[Sezione di testo]:
□ □ □ □
La superficie d’attacco di Egregor è molto più estesa di quello di Ragnar Locker. Sono state registrate vittime in Nord America, Europa e in alcune zone della regione APAC (Asia Pacific).

“Il trend che stiamo osservando in questo momento è l’ascesa dei ransomware 2.0. Rileviamo attacchi sempre più mirati che utilizzano un processo di estorsione che non si basa più solo sulla crittografia, ma implica anche la pubblicazione online di dati riservati. La reputazione aziendale non è la sola a essere messa a repentaglio. Nel caso in cui i dati pubblicati violino norme come l’HIPAA o il GDPR, è possibile che vengano intraprese anche azioni legali, con delle conseguenze che vanno oltre le perdite finanziarie”, ha dichiarato Dmitry Bestuzhev, Head del Latin American Global Research and Analysis Team (GReAT).

“Nello scenario attuale, le organizzazioni devono considerare i ransomware come una minaccia più pericolosa di un semplice malware. Il ransomware è spesso solo la fase finale di una violazione della rete. Nel momento in cui il ransomware viene implementato, l’attaccante ha già eseguito una ricognizione della rete, identificato i dati confidenziali e provveduto all’esfiltrazione. È importante, quindi, che le organizzazioni implementino tutte le buone pratiche in materia di sicurezza informatica. Identificare l’attacco in una fase iniziale, prima che gli attaccanti raggiungano il loro obiettivo finale, permette un notevole risparmio economico”, ha aggiunto Fedor Sinitsyn, security expert di Kaspersky.

Per proteggersi dagli attacchi ransomware, gli esperti di Kaspersky raccomandano alle aziende di:

  • Non esporre i servizi di desktop remoto (come l’RDP, il Remote Desktop Protocol) a reti pubbliche se non strettamente necessario e utilizzare sempre password complesse.
  • Aggiornare sempre il software su tutti i dispositivi utilizzati. Per impedire al ransomware di sfruttare le vulnerabilità, servirsi di strumenti in grado di rilevarle in modo automatico e scaricare e installare le patch
  • Installare tempestivamente le patch disponibili per le soluzioni VPN commerciali che forniscono l’accesso ai dipendenti da remoto e agiscono come gateway all’interno della rete.
  • Non aprire allegati sospetti ricevuti via mail da mittenti sconosciuti.
  • Utilizzare soluzioni come Kaspersky Endpoint Detection and Response e Kaspersky Managed Detection and Response per identificare e bloccare l’attacco nella sua fase iniziale, prima che gli attaccanti raggiungano l’obiettivo.
  • Focalizzare la propria strategia di difesa nel rilevare tattiche di movimento laterale e esfiltrazione di dati su internet. Prestare particolare attenzione al traffico in uscita in modo da rilevare connessioni da parte dei cybercriminali, eseguire regolarmente il backup dei dati e assicurarsi di potervi accedere rapidamente in caso di emergenza quando necessario.
□ □ □ □
Un blocco di dati:

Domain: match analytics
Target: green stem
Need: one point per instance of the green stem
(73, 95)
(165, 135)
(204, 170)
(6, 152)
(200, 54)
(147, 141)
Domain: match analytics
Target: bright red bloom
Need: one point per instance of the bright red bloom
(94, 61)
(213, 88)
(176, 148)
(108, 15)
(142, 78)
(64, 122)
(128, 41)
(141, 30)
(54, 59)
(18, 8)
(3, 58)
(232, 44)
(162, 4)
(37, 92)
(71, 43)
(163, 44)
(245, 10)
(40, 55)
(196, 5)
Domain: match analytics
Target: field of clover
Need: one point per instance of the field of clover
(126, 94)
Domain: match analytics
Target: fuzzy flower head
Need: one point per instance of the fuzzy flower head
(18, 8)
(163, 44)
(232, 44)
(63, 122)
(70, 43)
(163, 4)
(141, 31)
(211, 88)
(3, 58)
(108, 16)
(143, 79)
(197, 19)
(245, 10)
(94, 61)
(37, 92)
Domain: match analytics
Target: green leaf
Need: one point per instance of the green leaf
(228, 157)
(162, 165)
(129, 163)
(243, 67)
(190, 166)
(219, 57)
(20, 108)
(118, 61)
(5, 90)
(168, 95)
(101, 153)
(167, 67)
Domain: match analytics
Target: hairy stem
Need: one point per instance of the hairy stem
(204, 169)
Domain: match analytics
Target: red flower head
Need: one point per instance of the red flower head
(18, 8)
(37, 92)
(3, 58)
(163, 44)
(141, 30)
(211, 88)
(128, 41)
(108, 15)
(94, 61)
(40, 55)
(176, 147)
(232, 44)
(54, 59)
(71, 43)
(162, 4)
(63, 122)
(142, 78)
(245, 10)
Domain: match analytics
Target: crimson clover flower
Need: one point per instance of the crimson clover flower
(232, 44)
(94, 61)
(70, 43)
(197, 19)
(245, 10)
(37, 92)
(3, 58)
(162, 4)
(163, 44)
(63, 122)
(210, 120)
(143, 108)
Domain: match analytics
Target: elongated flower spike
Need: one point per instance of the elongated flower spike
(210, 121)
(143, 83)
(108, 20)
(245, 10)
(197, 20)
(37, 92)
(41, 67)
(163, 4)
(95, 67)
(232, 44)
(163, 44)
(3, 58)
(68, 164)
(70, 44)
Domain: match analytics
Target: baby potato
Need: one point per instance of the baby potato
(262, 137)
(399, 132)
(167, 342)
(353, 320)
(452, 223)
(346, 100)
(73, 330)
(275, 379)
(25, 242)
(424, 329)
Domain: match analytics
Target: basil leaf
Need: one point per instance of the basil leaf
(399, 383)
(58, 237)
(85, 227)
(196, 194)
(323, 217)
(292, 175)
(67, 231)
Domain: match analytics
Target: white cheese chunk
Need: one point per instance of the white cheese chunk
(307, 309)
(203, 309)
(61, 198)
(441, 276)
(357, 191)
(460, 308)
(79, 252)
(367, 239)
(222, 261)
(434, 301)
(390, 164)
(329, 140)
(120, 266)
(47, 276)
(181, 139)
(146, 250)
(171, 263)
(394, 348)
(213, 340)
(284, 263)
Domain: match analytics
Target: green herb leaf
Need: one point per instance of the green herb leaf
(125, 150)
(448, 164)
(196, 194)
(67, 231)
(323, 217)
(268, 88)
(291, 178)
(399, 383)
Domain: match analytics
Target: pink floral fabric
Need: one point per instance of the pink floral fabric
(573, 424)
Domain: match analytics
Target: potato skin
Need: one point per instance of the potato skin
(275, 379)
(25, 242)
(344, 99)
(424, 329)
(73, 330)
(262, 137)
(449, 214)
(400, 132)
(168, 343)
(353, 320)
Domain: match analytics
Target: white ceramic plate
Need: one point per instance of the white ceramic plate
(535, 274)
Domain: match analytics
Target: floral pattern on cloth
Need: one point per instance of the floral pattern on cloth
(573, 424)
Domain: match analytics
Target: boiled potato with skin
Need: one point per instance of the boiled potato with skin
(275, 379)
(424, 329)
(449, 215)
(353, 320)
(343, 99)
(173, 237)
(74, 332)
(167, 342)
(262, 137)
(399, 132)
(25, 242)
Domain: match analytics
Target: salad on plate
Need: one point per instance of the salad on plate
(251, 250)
□ □ □ □
[Esercizi]:
1. Ricopia dal testo sui ransomware il passo compreso tra "Per proteggersi dagli" e "sempre password complesse.", estremi inclusi.
2. Secondo il testo sui ransomware, in quali aree sono state registrate vittime di Egregor?

[Risposte attese]:
1.
Per proteggersi dagli attacchi ransomware, gli esperti di Kaspersky raccomandano alle aziende di:

  • Non esporre i servizi di desktop remoto (come l’RDP, il Remote Desktop Protocol) a reti pubbliche se non strettamente necessario e utilizzare sempre password complesse.

2. In Nord America, in Europa e in alcune zone della regione APAC (Asia Pacific).